───── Quoted passage
But it wasn't a spur-of-the-moment plan; for a year prior to the Thingiverse Cyvasse, Le Page had been working on creating a set of rules for the game, based on what little information he could find in George RR Martin's A Song of Ice and Fire.

"There's not a lot in the books to go off -- GRRM himself never tried to define the rules -- but he did say it was a mix of Chess, Stratego and Blitzkrieg (which is based on a hex grid), and we have a list of quotes that say things like that the pieces are made of 'onyx and ivory', Dragons can be taken by Trebuchets and that Heavy Horses were 'circling around his rear'," Le Page said of his process.

" There's also one quote that says Myrcella and Trystane were moving pieces over squares of Jade, Carnelian and Lapis Lazuli, which if you think about how you do a checkered grid with three colours, suggests a hex grid. The rest was basically trying to make something which played well and felt like it had the gravitas of Chess."

His set, therefore, looks quite different to the traditional square board seen in games like chess, draughts and previous versions of Cyvasse. The board is hexagonal, with three different colours of hex on the grid -- neatly hollowed out so the pieces can slot in, a design choice born of cutting costs by minimising the amount of print material required.
──────────
───── Material shown
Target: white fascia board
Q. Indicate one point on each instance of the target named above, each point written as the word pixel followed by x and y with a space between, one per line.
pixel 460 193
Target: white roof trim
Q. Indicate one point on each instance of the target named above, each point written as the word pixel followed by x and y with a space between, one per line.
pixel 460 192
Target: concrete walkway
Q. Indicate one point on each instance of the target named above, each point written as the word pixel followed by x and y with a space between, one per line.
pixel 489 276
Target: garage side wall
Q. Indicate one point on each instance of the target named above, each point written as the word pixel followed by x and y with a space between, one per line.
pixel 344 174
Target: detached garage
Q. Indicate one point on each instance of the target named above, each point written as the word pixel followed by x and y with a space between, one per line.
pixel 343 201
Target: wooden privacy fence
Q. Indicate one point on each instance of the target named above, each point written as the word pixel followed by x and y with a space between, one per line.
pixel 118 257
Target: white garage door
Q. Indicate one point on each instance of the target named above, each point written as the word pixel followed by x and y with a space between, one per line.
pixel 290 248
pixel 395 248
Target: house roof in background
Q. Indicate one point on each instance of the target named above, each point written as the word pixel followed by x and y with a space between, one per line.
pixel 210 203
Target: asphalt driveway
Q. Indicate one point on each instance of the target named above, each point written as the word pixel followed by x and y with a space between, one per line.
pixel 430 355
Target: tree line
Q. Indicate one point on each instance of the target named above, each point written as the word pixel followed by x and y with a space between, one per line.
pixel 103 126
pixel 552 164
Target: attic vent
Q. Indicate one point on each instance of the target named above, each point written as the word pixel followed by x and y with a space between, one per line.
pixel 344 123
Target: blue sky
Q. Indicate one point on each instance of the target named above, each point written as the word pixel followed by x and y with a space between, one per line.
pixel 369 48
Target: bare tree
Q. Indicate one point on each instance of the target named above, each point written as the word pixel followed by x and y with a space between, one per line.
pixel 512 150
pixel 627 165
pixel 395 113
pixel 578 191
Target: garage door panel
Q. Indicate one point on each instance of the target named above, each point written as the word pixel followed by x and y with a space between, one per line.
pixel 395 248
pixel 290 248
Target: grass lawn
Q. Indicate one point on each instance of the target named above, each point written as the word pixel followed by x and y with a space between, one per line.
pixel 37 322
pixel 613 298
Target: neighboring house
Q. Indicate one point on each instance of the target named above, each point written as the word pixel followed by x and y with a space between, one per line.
──────────
Set of tasks:
- a) Reproduce the Cyvasse passage, everything from "His set, therefore, looks" down to "print material required.".
- b) In the Cyvasse passage, which three games did George RR Martin say Cyvasse was a mix of?
- c) Write the next part of the Cyvasse passage, picking up after its final sentence.

Results:
- a)
His set, therefore, looks quite different to the traditional square board seen in games like chess, draughts and previous versions of Cyvasse. The board is hexagonal, with three different colours of hex on the grid -- neatly hollowed out so the pieces can slot in, a design choice born of cutting costs by minimising the amount of print material required.

- b) Chess, Stratego and Blitzkrieg.

- c)
Le Page also found that the process of designing and producing the board changed the rules he had devised.

"In the last year it's been a case of trying to get it made, discovering that wood carvers are expensive, and people who work in metal or any other material are too. I even looked at getting it outsourced to India and it was still going to cost me over a grand. Eventually when I started looking into 3D printing I found Google Sketchup is free! I've discovered I'm half decent at designing in 3D and that ordering designs through Shapeways was much cheaper than anything else I'd seen -- and I didn't even need to buy a printer!" he explained.

"The 3D printing process did change the design a little: I had imagined it in my previous video as a hex grid of squares, the way a lot of footpaths are tiled with concrete squares in a hex grid. Anyway, it turns out it was just easier to make the 3D printed version with hexagons, not squares (with holes in them, so they're cheaper to print)."

The finished set, available on Shapeways, comes in at a total of $304 (AU$322, £179) plus shipping for the board and each of the two sets of pieces. You can read more about the development of the rules on the Westeros forum, and take a closer look at the set in the video below.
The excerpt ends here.